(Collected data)
- - - - - - -

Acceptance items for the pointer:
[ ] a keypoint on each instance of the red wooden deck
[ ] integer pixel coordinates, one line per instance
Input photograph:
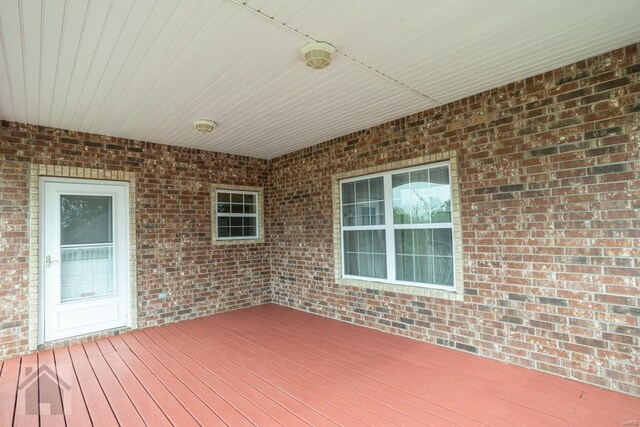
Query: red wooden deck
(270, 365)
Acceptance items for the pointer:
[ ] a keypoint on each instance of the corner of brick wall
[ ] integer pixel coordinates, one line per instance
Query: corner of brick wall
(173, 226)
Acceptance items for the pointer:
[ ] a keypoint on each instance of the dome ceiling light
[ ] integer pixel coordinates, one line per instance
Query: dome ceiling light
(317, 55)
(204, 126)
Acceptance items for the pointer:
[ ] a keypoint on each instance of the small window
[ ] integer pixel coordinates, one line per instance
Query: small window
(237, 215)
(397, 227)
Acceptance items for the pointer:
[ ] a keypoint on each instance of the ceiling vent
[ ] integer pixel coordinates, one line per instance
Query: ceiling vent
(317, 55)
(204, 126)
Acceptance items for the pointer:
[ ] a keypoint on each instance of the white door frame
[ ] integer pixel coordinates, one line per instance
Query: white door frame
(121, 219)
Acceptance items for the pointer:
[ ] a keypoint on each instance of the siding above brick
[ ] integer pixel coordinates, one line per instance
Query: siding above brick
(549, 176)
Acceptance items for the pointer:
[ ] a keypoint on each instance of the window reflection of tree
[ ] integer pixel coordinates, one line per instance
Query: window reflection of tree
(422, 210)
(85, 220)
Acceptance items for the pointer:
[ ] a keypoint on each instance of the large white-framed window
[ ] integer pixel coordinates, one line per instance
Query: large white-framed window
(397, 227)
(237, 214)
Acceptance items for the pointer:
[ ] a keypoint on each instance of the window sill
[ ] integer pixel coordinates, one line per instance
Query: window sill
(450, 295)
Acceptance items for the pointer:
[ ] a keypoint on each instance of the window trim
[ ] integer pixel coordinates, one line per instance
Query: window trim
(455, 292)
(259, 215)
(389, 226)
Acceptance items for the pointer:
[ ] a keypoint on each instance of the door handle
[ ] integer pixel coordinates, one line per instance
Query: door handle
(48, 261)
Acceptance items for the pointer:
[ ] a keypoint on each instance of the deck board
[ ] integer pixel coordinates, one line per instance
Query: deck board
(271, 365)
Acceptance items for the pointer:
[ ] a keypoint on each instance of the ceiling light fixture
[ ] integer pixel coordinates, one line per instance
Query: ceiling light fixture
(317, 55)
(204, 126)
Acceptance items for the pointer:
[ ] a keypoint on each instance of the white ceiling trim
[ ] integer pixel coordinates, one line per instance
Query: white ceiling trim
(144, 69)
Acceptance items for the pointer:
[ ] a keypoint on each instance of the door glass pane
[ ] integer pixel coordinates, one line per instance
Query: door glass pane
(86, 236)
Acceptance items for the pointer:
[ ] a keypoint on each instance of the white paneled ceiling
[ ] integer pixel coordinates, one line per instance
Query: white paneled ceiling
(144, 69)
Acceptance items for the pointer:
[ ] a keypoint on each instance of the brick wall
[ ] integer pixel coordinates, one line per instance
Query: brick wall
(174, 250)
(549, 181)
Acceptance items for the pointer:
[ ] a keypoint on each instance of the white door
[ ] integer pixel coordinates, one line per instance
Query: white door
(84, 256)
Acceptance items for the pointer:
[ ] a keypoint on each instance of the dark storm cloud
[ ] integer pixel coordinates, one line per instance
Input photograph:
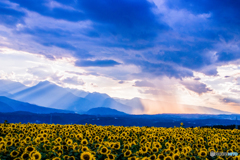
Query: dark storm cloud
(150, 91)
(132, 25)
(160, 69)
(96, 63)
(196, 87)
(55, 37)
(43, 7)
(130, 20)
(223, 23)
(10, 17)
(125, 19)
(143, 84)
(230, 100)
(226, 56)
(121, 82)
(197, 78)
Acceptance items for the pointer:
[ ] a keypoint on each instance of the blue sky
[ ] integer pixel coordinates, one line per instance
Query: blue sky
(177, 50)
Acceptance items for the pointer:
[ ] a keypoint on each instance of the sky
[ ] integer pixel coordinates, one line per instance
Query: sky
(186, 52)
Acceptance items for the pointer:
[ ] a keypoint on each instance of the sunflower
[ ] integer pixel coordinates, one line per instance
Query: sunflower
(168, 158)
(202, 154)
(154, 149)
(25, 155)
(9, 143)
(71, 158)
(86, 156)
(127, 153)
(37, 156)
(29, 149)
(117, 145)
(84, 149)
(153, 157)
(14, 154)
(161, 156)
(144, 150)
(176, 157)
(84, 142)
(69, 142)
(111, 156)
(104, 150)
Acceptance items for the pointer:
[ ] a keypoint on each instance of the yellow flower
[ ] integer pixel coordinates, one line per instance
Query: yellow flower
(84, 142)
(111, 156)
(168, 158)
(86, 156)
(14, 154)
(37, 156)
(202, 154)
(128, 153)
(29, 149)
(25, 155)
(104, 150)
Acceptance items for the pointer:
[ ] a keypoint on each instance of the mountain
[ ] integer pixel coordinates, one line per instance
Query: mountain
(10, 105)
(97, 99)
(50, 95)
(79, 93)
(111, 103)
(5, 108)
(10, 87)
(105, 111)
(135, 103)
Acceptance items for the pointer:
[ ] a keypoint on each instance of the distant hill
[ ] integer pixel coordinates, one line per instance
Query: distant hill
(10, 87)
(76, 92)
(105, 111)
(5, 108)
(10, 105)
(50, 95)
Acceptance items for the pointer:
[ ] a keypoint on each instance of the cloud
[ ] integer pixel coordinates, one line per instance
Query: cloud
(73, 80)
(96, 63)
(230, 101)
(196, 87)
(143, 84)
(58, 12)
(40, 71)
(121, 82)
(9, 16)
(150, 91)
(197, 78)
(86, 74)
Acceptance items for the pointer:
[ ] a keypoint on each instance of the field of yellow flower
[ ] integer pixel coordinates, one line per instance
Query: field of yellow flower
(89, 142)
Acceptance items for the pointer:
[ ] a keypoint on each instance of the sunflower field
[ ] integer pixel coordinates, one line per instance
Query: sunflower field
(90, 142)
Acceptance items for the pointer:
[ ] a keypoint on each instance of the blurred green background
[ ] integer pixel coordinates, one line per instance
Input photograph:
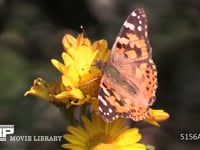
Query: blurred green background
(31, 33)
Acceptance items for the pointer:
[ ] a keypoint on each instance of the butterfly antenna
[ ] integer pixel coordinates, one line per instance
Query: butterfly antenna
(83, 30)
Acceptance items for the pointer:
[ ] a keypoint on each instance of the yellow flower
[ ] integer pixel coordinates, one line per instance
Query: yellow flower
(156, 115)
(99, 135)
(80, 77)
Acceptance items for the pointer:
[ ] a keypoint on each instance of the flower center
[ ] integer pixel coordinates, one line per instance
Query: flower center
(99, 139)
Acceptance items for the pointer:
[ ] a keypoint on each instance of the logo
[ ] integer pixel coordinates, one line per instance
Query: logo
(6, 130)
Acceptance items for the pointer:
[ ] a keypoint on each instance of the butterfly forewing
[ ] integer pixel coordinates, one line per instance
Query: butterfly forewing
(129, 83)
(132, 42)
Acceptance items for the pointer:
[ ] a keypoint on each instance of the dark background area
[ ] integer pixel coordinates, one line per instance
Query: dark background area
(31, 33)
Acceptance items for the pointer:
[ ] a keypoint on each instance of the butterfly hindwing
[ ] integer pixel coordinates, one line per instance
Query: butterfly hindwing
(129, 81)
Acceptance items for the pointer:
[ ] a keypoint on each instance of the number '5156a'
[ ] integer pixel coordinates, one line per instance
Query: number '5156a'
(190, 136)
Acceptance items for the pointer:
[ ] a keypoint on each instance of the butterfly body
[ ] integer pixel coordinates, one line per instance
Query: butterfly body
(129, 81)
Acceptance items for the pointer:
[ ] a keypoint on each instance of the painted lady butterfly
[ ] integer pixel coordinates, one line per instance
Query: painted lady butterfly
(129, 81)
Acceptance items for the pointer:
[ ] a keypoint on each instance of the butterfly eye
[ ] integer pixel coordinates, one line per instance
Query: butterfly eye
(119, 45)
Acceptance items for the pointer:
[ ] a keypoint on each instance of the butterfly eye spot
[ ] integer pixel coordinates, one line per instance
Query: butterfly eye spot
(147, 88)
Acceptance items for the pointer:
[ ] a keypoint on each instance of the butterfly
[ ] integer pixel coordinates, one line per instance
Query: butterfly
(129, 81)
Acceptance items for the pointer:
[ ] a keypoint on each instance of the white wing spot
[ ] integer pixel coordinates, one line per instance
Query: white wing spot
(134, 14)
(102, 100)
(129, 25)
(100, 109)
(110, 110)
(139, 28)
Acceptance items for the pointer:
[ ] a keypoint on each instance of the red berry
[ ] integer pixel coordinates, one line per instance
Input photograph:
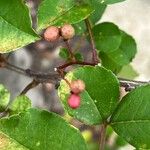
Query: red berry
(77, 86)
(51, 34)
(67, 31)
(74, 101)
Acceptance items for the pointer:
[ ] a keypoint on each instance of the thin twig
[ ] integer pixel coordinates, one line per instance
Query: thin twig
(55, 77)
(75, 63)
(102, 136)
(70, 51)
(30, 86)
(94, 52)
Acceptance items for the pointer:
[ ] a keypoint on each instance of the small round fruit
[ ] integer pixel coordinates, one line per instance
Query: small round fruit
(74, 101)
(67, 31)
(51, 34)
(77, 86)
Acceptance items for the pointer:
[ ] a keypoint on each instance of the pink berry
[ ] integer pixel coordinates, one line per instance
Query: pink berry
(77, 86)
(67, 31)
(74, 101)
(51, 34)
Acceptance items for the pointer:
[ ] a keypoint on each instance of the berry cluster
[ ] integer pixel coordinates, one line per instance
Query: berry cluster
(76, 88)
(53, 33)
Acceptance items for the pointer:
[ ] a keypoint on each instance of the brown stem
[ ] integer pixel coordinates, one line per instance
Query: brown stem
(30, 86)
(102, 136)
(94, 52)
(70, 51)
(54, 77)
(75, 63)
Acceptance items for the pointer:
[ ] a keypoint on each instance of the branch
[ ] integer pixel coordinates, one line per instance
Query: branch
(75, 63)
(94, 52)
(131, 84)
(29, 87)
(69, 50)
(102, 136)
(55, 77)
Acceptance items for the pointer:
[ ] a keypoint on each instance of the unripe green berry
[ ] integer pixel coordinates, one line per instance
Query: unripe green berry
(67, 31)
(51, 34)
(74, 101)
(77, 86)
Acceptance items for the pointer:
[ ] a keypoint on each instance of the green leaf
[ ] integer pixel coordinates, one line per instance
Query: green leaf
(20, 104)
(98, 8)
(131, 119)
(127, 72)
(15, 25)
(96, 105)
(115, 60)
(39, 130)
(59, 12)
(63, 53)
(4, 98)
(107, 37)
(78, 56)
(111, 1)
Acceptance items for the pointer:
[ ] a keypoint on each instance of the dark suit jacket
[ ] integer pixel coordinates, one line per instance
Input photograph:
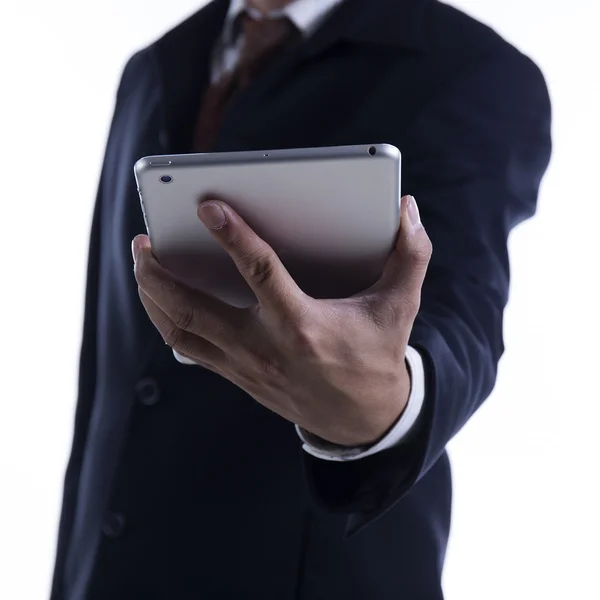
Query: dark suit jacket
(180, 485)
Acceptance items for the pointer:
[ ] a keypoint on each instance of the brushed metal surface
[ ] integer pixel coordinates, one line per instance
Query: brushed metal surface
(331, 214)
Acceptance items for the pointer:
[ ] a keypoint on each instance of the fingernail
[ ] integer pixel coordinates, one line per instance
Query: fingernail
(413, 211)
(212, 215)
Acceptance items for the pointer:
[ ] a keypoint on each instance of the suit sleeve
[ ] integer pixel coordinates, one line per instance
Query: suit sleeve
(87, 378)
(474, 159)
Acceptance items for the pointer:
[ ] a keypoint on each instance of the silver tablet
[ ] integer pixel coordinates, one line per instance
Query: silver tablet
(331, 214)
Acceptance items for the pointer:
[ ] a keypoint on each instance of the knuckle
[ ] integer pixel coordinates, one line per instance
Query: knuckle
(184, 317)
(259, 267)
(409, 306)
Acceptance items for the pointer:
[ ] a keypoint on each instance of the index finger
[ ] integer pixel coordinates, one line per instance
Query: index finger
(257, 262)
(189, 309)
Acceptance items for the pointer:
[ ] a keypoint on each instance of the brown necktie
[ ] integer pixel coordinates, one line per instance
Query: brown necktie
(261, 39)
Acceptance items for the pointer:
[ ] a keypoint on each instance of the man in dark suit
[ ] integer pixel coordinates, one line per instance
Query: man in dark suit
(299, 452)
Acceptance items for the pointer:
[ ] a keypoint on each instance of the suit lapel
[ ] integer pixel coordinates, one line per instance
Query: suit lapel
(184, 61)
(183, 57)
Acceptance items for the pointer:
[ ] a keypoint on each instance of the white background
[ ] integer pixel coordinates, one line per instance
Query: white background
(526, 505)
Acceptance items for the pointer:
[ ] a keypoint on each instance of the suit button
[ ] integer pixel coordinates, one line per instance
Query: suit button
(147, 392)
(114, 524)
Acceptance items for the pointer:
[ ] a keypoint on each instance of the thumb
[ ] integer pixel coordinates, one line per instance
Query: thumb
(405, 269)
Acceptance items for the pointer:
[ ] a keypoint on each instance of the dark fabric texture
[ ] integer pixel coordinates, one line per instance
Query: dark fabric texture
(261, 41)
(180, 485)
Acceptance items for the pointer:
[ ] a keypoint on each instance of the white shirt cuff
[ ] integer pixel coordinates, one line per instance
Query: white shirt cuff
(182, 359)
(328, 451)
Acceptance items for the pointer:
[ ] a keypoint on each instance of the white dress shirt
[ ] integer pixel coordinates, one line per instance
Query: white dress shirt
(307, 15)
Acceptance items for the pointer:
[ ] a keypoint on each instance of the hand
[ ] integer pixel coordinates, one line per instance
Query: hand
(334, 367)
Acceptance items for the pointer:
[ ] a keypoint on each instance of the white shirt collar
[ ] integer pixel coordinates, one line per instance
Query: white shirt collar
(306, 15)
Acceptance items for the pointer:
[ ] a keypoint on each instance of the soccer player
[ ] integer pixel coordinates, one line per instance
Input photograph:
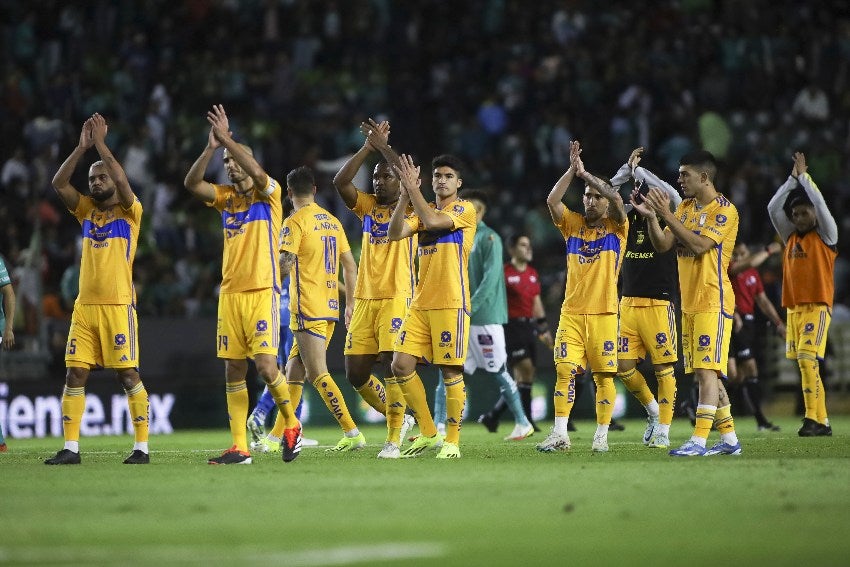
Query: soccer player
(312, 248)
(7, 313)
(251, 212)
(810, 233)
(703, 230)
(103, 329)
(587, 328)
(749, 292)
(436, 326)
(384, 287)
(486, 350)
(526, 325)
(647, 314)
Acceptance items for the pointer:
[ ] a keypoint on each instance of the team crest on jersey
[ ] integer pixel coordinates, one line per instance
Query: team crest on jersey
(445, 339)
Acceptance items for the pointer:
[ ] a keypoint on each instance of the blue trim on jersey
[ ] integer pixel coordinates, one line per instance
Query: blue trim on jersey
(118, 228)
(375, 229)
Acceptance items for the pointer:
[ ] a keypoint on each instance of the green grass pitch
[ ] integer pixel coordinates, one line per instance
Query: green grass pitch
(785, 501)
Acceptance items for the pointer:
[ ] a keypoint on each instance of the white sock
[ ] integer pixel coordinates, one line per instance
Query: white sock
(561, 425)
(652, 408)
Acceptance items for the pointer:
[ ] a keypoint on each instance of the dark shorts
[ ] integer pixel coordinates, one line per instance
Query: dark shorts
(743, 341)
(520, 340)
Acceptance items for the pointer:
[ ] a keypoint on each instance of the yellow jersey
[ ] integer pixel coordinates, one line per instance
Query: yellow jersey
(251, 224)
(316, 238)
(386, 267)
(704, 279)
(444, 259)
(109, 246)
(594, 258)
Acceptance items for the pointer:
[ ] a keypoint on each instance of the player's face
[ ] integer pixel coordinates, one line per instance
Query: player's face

- - - - - - -

Pick out each line of the rows above that contains the word "lapel", and copy those lines.

[ ] a keypoint on each instance of the suit lapel
Query: suit lapel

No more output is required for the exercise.